DIRECTIONS FOR THIS TASK :: In the data, extract each line that holds the string "gabled".

*** DATA ***

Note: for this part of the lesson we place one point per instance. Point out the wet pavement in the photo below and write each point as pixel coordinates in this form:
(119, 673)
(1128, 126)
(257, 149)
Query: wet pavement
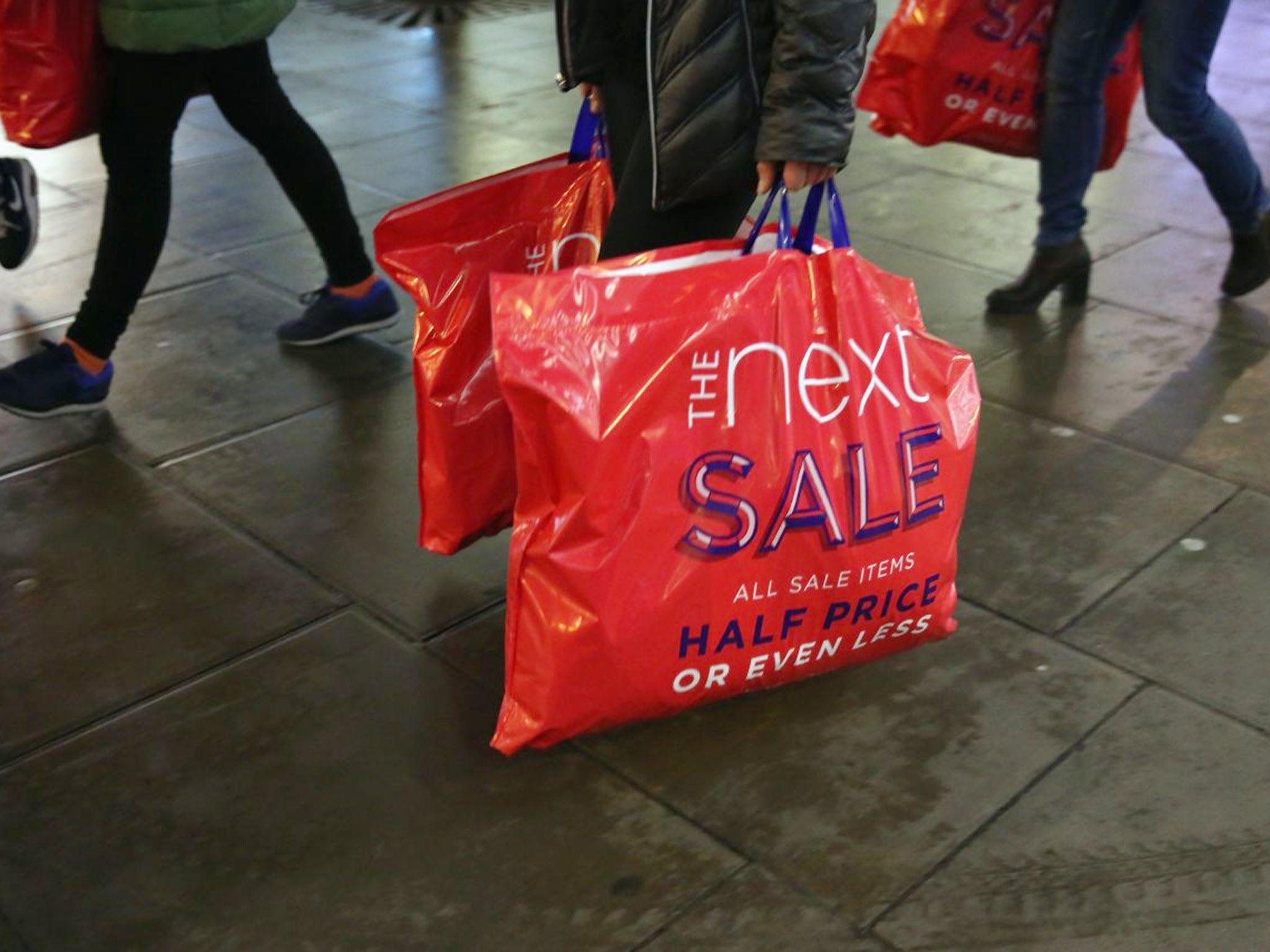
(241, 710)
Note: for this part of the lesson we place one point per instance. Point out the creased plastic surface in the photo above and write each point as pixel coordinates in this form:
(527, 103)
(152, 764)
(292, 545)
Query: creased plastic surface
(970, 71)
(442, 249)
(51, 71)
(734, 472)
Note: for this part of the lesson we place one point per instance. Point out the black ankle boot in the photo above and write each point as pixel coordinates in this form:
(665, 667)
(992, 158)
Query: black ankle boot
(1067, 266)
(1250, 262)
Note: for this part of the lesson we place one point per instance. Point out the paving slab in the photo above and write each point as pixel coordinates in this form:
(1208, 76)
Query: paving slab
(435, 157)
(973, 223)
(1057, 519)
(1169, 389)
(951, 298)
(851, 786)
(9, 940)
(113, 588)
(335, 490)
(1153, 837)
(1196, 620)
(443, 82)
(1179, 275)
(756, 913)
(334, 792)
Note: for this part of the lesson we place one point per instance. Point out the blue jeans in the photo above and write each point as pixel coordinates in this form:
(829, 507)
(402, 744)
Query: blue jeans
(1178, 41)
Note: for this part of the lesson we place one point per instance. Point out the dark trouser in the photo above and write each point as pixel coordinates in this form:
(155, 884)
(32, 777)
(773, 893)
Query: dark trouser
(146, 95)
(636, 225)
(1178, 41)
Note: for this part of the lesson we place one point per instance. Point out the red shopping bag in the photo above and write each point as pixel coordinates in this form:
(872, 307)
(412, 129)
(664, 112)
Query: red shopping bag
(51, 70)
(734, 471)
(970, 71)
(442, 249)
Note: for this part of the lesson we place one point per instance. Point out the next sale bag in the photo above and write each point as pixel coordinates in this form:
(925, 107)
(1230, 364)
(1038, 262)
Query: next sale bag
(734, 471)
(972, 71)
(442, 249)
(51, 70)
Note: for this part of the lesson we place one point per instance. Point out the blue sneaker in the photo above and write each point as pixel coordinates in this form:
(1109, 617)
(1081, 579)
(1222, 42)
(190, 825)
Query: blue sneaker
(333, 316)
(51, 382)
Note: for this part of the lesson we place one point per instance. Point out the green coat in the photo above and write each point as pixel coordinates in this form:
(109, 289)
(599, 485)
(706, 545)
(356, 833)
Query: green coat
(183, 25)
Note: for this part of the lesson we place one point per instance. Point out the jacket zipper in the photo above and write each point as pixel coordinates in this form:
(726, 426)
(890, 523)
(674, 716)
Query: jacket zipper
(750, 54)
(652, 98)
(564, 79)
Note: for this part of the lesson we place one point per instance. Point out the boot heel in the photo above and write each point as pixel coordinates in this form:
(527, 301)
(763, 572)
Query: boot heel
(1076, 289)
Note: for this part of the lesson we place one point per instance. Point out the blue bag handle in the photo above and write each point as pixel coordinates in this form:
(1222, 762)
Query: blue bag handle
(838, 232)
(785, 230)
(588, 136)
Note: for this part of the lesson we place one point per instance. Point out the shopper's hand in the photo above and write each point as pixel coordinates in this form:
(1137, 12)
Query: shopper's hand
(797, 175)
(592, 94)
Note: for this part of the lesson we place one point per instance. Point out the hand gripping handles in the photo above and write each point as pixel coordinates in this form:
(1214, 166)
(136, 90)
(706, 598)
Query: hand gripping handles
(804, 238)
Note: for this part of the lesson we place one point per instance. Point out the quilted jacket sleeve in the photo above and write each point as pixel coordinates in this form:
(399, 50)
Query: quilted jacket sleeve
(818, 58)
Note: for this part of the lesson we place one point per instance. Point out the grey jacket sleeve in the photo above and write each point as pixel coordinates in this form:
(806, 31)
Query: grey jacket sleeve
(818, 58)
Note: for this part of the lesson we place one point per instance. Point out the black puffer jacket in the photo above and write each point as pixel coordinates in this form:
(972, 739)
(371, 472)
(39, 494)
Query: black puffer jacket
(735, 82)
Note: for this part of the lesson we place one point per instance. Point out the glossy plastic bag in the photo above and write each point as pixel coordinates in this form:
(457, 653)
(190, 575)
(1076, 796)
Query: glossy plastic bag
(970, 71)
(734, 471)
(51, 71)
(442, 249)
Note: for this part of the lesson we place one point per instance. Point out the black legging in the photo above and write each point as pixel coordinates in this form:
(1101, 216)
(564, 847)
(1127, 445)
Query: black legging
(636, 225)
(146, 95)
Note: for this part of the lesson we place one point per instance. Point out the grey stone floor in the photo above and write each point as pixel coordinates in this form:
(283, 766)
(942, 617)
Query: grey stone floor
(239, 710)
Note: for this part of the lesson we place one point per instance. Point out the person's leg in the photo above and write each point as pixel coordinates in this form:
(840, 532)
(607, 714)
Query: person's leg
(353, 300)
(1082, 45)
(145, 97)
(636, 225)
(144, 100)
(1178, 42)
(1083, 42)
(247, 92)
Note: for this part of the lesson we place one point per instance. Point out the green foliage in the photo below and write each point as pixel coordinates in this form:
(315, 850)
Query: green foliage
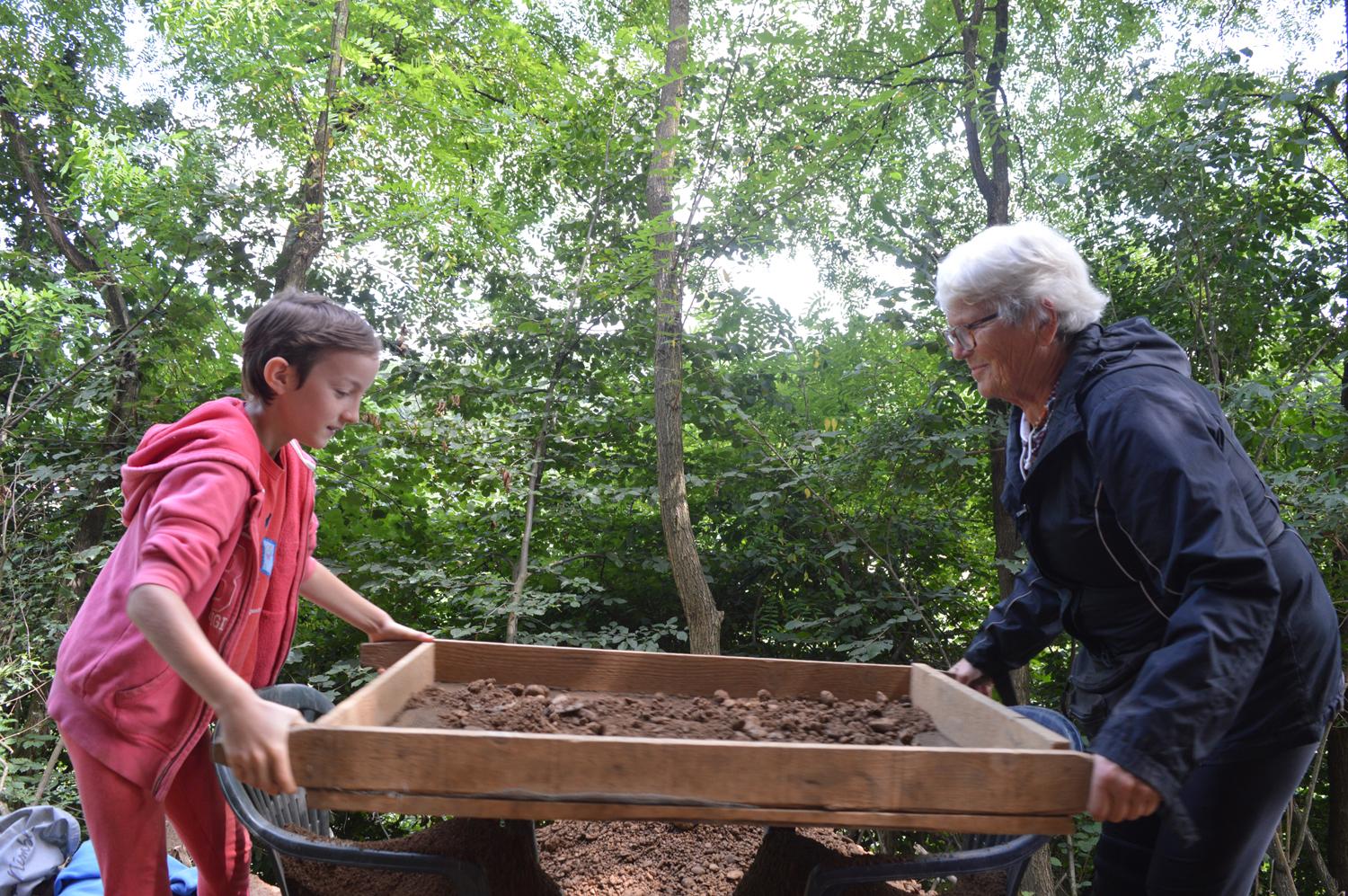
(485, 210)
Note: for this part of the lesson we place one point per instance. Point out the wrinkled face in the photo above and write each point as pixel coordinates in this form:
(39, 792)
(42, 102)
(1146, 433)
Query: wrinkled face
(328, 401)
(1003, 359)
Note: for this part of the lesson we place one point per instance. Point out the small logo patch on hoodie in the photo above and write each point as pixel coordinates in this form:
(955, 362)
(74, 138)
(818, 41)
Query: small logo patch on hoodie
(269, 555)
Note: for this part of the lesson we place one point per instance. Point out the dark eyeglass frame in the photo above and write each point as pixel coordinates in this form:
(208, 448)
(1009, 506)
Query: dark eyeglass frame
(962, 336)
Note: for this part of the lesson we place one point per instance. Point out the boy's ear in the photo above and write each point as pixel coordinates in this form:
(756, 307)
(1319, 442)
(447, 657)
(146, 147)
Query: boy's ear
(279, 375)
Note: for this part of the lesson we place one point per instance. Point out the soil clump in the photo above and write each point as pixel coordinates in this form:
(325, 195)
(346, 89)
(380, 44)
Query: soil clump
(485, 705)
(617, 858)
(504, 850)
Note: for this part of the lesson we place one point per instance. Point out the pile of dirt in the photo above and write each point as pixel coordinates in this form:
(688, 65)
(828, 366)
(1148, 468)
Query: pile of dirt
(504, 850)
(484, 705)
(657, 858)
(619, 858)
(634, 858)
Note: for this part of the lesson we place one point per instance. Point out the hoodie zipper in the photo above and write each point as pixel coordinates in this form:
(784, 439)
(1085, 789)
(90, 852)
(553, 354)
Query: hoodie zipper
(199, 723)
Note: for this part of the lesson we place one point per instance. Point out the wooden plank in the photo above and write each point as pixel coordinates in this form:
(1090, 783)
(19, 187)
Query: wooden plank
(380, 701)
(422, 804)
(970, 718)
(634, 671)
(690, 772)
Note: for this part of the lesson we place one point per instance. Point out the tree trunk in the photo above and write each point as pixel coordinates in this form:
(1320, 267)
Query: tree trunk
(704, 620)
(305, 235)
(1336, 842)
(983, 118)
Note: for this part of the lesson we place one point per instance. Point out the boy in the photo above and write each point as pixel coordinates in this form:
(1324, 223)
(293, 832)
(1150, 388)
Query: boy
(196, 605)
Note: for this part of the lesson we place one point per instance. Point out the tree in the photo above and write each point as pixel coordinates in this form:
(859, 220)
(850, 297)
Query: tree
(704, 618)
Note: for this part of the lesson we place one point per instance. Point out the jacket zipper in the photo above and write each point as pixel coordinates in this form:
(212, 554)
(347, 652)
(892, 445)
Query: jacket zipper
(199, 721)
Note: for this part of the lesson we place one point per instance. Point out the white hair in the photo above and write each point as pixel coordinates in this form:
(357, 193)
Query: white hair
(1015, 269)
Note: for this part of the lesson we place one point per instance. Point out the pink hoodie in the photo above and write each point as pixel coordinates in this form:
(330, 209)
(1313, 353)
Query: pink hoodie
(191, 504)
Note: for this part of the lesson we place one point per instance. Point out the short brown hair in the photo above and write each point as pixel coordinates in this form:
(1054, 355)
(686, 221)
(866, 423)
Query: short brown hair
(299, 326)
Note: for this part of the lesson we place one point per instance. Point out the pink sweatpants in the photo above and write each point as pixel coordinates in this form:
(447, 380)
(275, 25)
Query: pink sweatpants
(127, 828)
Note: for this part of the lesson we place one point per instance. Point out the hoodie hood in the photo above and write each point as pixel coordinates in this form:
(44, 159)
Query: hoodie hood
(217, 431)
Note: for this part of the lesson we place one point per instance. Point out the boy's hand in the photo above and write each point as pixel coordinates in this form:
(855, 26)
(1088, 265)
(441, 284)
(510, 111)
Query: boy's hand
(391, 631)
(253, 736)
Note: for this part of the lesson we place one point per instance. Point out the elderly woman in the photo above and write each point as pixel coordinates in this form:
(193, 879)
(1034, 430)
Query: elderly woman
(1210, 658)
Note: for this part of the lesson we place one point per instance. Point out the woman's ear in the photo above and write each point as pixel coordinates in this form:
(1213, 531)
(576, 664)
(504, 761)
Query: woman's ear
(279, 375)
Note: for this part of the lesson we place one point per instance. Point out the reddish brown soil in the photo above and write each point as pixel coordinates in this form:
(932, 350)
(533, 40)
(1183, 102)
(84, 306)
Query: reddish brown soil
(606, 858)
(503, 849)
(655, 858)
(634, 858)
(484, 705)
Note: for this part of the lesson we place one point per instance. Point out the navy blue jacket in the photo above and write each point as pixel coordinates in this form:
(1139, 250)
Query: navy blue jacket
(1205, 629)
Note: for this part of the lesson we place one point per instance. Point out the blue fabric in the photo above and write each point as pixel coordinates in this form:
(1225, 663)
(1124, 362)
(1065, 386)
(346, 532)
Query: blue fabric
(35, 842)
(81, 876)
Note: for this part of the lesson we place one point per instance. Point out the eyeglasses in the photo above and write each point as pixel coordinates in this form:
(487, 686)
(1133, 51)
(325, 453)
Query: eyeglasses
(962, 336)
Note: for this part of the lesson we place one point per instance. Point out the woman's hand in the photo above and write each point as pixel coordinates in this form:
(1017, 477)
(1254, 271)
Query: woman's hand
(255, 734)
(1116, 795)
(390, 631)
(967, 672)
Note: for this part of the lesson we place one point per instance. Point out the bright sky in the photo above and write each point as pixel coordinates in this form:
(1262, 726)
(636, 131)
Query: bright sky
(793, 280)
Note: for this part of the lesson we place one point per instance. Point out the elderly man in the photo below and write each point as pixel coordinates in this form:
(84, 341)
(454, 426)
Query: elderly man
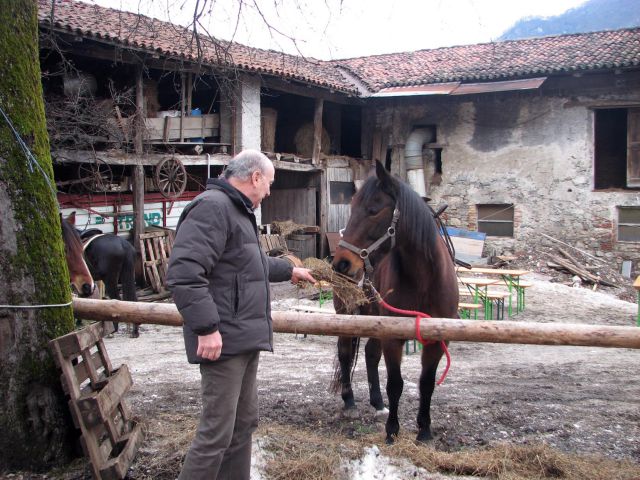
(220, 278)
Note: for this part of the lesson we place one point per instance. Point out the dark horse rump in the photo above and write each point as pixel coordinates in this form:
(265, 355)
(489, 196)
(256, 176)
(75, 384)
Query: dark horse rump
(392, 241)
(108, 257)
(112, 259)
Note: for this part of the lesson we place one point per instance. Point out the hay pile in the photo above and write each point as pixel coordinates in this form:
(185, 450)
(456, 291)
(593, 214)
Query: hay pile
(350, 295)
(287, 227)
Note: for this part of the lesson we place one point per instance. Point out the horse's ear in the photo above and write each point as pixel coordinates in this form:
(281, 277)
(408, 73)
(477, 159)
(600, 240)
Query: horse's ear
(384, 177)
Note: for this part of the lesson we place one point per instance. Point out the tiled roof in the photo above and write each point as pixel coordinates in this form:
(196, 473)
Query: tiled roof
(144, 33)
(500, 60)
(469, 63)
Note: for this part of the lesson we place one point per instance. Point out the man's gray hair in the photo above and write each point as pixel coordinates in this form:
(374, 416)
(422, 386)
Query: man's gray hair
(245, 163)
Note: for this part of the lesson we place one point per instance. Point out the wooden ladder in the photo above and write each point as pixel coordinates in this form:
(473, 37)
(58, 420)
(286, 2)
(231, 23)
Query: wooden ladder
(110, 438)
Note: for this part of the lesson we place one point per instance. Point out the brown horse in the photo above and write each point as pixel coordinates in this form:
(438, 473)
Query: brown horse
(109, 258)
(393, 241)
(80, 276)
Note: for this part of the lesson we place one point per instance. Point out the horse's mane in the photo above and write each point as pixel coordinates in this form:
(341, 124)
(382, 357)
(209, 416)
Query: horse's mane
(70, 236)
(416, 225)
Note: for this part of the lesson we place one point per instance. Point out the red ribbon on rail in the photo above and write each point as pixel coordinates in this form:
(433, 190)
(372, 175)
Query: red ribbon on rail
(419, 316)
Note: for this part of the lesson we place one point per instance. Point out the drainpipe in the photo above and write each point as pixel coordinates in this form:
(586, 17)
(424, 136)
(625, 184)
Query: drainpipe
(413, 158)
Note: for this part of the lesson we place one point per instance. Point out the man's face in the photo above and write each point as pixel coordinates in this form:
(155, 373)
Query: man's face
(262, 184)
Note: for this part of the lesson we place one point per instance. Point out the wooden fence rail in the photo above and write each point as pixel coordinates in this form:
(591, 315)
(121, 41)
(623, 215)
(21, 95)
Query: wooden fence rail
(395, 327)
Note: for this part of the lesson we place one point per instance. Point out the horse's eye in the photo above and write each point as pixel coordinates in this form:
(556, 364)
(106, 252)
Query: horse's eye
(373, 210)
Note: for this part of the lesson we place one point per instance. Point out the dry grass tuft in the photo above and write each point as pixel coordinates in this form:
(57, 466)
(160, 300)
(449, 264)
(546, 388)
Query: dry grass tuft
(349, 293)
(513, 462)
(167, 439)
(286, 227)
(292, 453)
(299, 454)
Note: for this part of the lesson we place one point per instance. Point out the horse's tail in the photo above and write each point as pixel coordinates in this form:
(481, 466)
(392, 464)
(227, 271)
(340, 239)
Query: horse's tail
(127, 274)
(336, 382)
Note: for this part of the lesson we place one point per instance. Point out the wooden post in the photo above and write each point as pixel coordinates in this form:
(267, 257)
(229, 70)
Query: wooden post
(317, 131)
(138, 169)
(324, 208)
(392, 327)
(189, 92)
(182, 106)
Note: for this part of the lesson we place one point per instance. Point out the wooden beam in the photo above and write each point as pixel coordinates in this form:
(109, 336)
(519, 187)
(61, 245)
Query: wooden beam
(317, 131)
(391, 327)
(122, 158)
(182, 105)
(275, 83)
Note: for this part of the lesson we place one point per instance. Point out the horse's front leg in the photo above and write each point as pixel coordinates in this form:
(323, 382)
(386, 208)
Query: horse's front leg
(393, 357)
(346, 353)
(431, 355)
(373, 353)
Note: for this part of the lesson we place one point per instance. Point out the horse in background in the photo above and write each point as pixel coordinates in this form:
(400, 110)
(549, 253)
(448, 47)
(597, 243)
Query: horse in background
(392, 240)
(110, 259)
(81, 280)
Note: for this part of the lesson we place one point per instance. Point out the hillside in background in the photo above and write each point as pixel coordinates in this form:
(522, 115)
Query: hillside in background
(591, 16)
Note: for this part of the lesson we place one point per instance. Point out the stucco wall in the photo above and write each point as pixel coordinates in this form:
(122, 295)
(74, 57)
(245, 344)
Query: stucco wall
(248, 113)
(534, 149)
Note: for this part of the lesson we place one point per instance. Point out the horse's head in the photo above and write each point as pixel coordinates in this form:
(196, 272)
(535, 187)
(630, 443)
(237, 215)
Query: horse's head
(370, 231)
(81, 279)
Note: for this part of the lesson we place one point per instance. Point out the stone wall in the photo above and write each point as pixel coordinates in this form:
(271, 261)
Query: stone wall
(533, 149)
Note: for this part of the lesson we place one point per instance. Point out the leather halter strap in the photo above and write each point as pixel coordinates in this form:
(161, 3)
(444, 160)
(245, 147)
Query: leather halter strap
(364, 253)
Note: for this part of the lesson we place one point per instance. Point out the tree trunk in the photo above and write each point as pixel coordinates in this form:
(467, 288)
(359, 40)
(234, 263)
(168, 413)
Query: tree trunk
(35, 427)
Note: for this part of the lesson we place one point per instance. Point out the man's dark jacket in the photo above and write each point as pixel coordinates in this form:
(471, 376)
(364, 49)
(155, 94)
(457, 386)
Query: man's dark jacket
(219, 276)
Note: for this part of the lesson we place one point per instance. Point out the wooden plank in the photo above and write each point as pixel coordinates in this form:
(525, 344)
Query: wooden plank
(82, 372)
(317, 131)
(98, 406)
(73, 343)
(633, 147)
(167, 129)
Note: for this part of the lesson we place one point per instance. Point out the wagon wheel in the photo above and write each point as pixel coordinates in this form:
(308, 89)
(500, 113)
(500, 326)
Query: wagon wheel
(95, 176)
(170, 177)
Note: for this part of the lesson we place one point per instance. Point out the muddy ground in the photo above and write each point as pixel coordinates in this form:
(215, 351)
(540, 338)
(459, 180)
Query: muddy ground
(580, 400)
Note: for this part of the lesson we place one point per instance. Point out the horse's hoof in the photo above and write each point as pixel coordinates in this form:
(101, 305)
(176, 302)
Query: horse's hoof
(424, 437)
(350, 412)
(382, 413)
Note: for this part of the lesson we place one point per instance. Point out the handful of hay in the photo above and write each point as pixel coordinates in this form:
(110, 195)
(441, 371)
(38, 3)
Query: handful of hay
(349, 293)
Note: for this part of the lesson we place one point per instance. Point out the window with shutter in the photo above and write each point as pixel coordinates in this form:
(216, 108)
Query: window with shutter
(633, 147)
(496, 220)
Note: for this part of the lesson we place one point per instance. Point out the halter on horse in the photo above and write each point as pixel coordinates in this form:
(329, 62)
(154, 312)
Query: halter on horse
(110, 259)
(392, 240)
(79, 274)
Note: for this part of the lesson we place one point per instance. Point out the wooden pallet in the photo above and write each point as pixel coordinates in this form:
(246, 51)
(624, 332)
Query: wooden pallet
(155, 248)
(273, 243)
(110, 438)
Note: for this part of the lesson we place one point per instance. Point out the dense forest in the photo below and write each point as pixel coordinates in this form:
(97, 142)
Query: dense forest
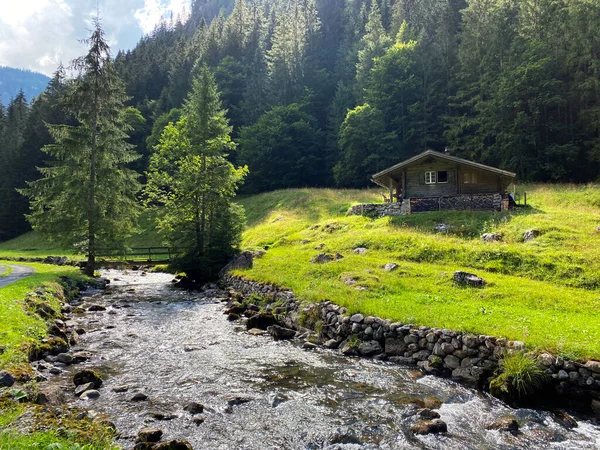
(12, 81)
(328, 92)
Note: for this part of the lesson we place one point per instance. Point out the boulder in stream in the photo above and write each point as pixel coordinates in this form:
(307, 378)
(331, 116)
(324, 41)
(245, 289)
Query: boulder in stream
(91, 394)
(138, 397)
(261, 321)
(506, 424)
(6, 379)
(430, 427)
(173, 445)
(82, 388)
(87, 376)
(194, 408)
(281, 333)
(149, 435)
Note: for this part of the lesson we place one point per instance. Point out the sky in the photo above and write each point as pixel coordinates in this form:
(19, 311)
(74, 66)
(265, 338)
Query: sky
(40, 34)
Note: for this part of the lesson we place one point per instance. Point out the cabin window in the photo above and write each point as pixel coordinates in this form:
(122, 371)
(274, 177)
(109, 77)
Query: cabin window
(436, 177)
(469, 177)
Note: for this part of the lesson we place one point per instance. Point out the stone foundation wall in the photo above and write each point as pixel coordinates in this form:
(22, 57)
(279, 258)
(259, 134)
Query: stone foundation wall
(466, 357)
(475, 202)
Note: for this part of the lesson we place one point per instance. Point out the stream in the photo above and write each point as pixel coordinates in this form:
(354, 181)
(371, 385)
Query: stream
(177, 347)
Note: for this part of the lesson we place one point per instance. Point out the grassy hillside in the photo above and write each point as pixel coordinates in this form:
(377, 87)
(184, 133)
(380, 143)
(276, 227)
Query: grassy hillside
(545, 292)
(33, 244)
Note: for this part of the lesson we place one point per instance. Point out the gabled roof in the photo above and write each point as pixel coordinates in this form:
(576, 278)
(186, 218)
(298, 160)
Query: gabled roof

*** End of DATA ***

RESULT FOR THIS TASK ::
Note: for this part of the lesson we place one point per instance. Point out the gabled roof in the photo above and write each point as pixel coordinates in this form:
Query: gabled roof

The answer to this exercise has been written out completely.